What you will do: Reproduce verbatim the stretch of the excerpt about Fernandez from "That fairness helps" through "but possible nonetheless.".

Excerpt provided:
It has not always been easy, however, to convince stakeholders that emerging technologies and concerns were ready for the public spotlight. That's where Fernandez' reputation as fair, trustworthy and equally skeptical of differing arguments has come in handy. He also takes a “no viewpoint left behind” approach, says Sally McCammon, science advisor at the USDA's Animal and Plant Health Inspection Service.

Fernandez says getting a broad range of stakeholders around the table has been one of PIFB's key successes. “We've gotten key players from all perspectives to sit down and talk—not always happily or without conflict—and we've made it acceptable to have a different kind of discussion.” To do that, Fernandez and PIFB work tirelessly to cultivate relationships with all types of stakeholders, reassuring them of their impartiality. Fernandez has thus earned the respect of almost everyone in the agbiotech arena.

“You can't just hang a shingle out that says, 'Pew Initiative: We're Neutral',” notes, Michael Dykes, vice president of government affairs for Monsanto. “It takes time to maintain neutrality—that credibility is earned.” Dykes says that he feels he can call Fernandez to discuss an issue and be heard out fairly—just as any stakeholder could. And he's equally tough on everyone.

“People perceive that he gives everybody the business,” says Kathleen Merrigan, professor of public policy at Tufts University in Boston. Merrigan hired Fernandez into his first science policy position in 1991 with the US Senate Agricultural Committee and says that that work trained Fernandez to “look across different rhetoric and framings of an issue and boil it down to its essence.”

That fairness helps engage biotech industry, government regulators, organic farmers, consumer advocates and investment bankers in a process that has been by many accounts successful in changing the nature of the biotech debate in the US. Fernandez admits that measuring that success is difficult and qualitative, but possible nonetheless.

Data listing:
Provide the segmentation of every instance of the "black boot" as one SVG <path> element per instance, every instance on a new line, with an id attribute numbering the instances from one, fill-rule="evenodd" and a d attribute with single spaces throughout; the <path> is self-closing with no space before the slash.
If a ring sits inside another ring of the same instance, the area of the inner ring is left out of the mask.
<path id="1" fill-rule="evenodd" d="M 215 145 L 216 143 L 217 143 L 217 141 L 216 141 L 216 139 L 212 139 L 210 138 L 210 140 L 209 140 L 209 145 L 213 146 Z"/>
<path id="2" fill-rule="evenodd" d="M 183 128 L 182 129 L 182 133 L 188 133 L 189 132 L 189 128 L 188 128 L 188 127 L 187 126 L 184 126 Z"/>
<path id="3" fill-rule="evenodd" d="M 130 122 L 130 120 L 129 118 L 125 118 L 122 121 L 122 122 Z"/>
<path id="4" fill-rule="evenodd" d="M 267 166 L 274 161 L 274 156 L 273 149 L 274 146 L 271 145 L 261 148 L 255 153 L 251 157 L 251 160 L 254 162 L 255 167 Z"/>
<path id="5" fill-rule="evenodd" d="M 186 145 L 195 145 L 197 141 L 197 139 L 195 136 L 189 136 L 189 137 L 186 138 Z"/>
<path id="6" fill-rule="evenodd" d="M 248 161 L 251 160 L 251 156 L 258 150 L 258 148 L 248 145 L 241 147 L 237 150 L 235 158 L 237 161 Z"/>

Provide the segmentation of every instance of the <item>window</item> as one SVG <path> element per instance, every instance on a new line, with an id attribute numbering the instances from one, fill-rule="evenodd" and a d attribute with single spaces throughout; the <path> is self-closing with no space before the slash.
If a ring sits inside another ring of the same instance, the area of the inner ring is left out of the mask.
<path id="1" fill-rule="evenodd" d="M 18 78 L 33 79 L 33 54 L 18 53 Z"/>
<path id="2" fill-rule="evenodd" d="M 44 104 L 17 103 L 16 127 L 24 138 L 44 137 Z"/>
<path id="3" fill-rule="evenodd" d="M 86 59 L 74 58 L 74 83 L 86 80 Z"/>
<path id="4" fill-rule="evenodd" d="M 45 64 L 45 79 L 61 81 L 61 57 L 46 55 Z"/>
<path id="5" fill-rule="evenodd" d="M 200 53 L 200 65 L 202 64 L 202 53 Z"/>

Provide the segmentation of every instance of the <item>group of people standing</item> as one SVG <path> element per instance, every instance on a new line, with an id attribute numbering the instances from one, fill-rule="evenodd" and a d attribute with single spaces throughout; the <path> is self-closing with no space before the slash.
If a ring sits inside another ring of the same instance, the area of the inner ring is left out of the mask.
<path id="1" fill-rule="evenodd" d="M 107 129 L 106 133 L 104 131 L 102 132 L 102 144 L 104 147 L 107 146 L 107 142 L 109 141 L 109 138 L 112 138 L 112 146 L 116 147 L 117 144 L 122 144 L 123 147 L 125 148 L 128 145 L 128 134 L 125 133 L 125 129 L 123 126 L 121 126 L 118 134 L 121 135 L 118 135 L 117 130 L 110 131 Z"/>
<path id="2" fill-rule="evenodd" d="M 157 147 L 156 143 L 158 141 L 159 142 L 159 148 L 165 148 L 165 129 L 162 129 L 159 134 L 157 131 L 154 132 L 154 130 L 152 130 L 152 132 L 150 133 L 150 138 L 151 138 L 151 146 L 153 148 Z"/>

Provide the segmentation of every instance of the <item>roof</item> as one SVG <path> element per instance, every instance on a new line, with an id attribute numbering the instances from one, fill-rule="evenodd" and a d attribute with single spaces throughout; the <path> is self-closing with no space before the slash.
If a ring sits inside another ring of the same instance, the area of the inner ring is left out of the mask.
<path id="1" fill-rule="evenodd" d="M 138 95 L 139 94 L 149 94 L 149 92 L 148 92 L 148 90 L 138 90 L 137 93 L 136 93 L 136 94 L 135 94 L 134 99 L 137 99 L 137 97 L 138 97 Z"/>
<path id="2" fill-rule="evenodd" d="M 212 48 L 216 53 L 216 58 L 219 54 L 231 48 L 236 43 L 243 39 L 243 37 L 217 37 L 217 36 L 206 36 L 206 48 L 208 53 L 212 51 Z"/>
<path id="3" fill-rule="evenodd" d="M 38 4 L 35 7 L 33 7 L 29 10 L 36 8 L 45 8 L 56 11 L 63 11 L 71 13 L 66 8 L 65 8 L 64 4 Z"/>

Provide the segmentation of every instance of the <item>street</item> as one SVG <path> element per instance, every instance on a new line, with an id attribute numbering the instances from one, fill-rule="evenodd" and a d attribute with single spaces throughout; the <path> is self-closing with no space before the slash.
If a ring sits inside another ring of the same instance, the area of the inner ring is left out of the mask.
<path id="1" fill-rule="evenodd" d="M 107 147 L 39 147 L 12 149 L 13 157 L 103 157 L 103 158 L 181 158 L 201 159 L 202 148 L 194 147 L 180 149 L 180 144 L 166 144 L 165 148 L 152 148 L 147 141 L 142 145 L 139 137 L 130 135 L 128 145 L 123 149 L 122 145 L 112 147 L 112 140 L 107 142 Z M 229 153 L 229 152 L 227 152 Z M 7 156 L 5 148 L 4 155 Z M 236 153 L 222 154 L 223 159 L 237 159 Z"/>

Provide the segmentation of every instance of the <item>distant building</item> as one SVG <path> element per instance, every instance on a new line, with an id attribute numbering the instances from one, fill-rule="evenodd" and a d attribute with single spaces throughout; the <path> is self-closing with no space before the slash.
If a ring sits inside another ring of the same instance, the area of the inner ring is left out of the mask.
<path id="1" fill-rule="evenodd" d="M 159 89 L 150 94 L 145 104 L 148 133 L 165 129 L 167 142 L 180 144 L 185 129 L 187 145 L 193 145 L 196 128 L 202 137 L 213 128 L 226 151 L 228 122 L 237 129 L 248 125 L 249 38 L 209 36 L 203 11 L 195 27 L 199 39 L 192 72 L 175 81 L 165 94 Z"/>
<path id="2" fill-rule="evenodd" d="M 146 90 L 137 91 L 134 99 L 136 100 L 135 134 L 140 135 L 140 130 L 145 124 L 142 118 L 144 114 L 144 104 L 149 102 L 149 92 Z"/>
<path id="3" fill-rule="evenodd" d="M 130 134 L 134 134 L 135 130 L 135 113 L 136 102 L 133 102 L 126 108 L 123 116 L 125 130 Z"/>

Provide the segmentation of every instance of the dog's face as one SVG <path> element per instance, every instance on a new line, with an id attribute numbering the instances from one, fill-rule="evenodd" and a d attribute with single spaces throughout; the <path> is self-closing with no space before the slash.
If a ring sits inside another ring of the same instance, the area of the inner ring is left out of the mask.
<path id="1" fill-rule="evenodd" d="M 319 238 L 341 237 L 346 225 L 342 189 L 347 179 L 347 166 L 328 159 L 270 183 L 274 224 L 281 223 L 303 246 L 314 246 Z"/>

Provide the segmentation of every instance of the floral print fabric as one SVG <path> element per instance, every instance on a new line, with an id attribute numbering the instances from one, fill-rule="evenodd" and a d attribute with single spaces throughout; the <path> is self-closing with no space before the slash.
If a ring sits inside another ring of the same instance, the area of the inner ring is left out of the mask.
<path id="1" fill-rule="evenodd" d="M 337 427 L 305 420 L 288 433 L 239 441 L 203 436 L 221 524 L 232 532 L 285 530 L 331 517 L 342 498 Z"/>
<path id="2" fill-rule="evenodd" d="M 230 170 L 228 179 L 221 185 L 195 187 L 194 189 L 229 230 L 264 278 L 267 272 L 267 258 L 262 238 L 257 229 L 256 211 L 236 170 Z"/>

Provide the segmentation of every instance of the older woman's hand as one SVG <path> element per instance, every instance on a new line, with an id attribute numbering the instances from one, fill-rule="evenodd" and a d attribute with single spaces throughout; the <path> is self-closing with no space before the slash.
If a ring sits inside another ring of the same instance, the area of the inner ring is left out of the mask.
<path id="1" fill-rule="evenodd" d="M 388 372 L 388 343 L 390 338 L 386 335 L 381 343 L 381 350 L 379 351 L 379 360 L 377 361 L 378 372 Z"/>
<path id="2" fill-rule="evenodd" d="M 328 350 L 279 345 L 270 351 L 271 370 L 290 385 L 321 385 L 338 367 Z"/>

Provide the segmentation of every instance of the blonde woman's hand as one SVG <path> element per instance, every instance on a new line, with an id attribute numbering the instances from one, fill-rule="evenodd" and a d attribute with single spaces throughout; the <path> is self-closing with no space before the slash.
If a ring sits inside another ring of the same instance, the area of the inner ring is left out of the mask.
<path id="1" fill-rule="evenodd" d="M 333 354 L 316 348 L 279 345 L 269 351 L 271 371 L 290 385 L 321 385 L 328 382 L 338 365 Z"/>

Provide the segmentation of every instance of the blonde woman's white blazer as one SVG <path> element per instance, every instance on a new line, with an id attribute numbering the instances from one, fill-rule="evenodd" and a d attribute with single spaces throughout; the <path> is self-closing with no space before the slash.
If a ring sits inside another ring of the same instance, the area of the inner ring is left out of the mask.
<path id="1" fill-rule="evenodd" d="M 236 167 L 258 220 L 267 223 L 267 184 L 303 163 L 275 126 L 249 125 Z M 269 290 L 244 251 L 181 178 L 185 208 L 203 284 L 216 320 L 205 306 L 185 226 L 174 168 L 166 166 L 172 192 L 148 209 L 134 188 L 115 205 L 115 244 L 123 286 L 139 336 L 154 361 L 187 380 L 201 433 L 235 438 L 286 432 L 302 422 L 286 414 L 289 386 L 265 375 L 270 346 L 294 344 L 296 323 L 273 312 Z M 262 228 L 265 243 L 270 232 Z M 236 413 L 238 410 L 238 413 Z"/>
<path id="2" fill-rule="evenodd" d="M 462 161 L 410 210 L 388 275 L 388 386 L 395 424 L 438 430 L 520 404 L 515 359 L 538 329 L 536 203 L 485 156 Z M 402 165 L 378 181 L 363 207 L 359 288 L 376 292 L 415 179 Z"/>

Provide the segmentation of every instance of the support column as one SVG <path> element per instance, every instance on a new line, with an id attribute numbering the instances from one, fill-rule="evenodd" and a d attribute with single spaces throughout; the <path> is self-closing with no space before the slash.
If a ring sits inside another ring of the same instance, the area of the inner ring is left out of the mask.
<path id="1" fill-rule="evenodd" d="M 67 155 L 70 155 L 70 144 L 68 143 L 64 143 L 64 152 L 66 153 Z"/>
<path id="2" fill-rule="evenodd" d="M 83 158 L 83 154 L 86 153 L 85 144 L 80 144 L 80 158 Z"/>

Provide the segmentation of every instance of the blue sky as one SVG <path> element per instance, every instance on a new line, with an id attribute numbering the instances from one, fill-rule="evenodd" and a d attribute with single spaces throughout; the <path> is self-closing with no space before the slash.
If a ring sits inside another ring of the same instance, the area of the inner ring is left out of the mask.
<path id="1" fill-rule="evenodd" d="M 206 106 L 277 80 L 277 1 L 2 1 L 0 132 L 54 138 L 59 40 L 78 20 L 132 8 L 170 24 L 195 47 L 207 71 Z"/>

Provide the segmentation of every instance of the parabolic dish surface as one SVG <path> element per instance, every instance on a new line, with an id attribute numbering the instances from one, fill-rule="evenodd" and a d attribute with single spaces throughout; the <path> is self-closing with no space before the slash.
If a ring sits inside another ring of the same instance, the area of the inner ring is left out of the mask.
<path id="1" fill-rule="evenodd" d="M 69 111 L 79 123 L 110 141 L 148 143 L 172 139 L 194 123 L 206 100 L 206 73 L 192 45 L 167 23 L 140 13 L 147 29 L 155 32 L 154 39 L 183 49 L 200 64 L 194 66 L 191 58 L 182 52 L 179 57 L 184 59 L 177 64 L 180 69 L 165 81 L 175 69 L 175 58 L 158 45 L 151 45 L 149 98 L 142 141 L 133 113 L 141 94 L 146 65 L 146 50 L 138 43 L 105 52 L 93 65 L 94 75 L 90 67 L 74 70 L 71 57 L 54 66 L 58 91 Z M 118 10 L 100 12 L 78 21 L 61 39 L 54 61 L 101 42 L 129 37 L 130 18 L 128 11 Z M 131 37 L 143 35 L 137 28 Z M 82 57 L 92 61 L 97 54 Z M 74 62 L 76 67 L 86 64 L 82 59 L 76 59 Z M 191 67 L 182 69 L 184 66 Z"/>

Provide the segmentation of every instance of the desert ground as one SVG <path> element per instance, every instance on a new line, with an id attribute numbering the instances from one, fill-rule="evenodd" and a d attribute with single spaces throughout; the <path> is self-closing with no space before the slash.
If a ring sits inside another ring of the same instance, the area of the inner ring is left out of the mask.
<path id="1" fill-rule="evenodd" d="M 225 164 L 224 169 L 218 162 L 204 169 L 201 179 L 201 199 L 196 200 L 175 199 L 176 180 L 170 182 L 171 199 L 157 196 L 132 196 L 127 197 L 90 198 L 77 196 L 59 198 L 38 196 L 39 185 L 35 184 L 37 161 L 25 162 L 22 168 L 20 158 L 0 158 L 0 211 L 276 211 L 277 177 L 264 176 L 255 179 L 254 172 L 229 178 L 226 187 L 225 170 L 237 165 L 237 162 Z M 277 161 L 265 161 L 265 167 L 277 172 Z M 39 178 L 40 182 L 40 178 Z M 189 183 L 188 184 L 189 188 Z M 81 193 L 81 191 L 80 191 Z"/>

Problem solution:
That fairness helps engage biotech industry, government regulators, organic farmers, consumer advocates and investment bankers in a process that has been by many accounts successful in changing the nature of the biotech debate in the US. Fernandez admits that measuring that success is difficult and qualitative, but possible nonetheless.